** Aim of the task **
With pictures omitted, output the records below exactly as they appear.
*** Source material Section Begins ***
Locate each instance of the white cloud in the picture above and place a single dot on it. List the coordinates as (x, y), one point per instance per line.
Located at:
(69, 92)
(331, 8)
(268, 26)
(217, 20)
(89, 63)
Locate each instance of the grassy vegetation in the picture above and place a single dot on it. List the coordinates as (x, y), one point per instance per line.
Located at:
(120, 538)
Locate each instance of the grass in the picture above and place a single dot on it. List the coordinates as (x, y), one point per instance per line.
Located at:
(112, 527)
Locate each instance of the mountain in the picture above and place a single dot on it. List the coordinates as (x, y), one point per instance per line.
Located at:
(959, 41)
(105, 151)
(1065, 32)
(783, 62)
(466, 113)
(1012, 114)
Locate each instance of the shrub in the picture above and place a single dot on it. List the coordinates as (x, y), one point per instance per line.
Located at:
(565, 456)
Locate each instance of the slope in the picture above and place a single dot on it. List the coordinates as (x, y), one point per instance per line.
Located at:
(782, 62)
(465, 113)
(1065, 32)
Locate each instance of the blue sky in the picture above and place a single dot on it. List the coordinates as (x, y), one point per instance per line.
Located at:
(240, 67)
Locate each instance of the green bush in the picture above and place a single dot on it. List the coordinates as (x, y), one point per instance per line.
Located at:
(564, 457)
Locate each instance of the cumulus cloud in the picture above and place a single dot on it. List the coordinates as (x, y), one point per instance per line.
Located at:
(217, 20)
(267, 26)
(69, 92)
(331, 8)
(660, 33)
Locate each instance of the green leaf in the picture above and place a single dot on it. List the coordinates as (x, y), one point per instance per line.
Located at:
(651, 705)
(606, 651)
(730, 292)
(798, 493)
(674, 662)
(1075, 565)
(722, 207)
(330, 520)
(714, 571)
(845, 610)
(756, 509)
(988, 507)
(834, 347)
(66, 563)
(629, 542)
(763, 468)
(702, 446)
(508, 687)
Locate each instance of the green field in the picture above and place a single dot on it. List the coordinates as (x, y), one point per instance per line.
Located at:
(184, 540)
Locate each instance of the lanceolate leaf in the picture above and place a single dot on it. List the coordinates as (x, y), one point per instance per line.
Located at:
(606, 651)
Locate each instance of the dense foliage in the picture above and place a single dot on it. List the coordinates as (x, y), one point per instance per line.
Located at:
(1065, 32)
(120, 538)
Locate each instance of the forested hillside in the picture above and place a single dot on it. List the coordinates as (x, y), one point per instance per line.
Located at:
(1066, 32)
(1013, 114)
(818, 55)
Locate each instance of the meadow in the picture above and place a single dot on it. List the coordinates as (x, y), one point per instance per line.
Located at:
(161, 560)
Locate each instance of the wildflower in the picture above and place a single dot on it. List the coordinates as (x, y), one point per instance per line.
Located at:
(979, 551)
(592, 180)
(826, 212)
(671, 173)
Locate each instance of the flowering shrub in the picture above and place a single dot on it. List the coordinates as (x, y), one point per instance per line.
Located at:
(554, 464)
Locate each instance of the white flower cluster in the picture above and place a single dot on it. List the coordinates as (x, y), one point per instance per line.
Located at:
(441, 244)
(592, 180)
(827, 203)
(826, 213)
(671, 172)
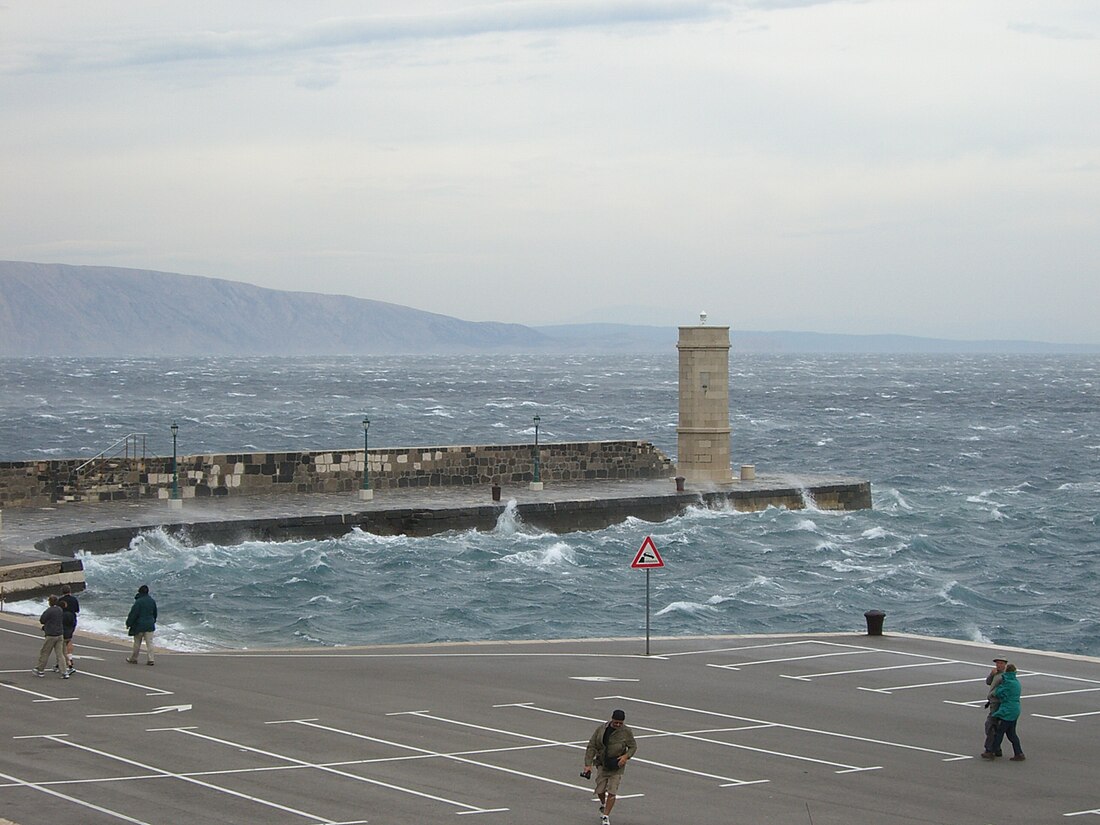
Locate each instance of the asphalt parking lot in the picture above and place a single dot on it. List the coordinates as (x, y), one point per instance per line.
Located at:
(821, 729)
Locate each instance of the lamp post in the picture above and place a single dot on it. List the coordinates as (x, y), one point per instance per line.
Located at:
(175, 502)
(365, 494)
(537, 483)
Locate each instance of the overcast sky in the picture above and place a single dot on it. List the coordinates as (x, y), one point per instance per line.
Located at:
(915, 166)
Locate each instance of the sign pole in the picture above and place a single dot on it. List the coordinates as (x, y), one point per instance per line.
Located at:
(646, 559)
(647, 611)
*** Source material Section Ends ***
** Task solution **
Locate each instance of the white cloud in the picture above and place a single dot on it. List the coordinates as (x, y), one point per instance per line.
Located at:
(69, 92)
(331, 8)
(268, 26)
(217, 20)
(89, 63)
Locate each instance of the grassy vegetation in the picture above and place a single dot on it. List the coordinates as (x, y), one point per instance per line.
Located at:
(120, 538)
Locate each instance of the grass in the picture above and place a single dot on it. List the coordinates as (x, y), one point per instance per line.
Located at:
(112, 527)
Locate each instance of the mountain in the picture above and place a single dot on it. List the coordinates as (x, y), one point per instance per line.
Located at:
(959, 41)
(105, 151)
(1065, 32)
(783, 62)
(466, 113)
(1012, 114)
Locate each instance of the shrub in the picture above and place a single dot on it. List the coordinates as (x, y), one point per instance per line.
Located at:
(565, 456)
Locate each instance of the slope in the picture above and place a single dot on it. List the coordinates as (x, y), one point per instance per line.
Located at:
(782, 62)
(465, 113)
(1065, 32)
Locate each instance of the blue sky in the picture above and place a single dot on it. List the coordinates as (x, y), one point per instance per line.
Located at:
(240, 67)
Locate each instance of the green bush in the picture above and place a single dot on it. List the coordinates as (x, y), one point per instance per line.
Located at:
(564, 457)
Locate each instance of the cumulus cloud in the picture above and place a single dot on it. List the coordinates as (x, y), one point per instance per line.
Located at:
(217, 20)
(267, 26)
(69, 92)
(331, 8)
(660, 33)
Locate each instance of the green leaf in the picture above and place a single dot on it. List the coordinates as (x, y), one point per instance per line.
Located at:
(651, 705)
(606, 651)
(730, 292)
(798, 493)
(674, 662)
(1075, 565)
(722, 207)
(330, 520)
(714, 571)
(845, 610)
(756, 509)
(988, 507)
(834, 347)
(66, 563)
(629, 542)
(763, 468)
(702, 446)
(508, 687)
Locate each instance of the green field in the picture above and place a single dot on it. List the coordinates as (x, y), one point per instance per line.
Located at:
(184, 540)
Locate each instance of the lanceolate leaf in the picture above and place a single dot on it. List the coordinates as (x, y), one point per instance per line.
Located at:
(606, 651)
Locate each instance of the dense foliage in the picture above and place a single dot on it. List the coordinates as (x, y), one point per instance per line.
Located at:
(1065, 32)
(120, 538)
Locate each instance of the forested hillside in the picture above and place a single dot on it. List the coordinates as (x, y), one point per instance per line.
Located at:
(1066, 32)
(1013, 114)
(818, 55)
Locate each instance of the meadow in the picture above and place a single dot on it. List the coordinates as (x, y), one point per instance per line.
Located at:
(161, 560)
Locate each instance of the wildflower in the picture above and place a single dot on it. List the coordinates as (x, y), one point per instance per line.
Located at:
(979, 551)
(592, 180)
(826, 212)
(671, 173)
Locate each instance of the flowering shrub in the picture above and place a single dot on it. List the coordinates as (x, y), one point per instance per line.
Located at:
(554, 464)
Locate each instance of the white flower cluster in the picture above and place a single dot on it. List the coordinates as (x, y), one point per instance per line.
Located at:
(441, 244)
(592, 180)
(827, 203)
(826, 213)
(671, 172)
Locate each instance of the asphalt parking lot in the picture above and place a single dot on it. List the coordinates as (x, y), one point per instance per line.
Located at:
(821, 729)
Locate each instance of the lamp post in the picture above and place a single dot on it. List the coordinates as (x, y), one point per instance per line.
Located at:
(175, 502)
(365, 494)
(537, 483)
Locate each instance of the overcast sky in the picture above and place a single dot on it. List the coordinates as (x, y), one point per instance per line.
Located at:
(915, 166)
Locate each instance of the sign pole in the picture above and place a single dot on it. List the coordinates as (x, y), one point per instance per line.
Located at:
(646, 559)
(647, 611)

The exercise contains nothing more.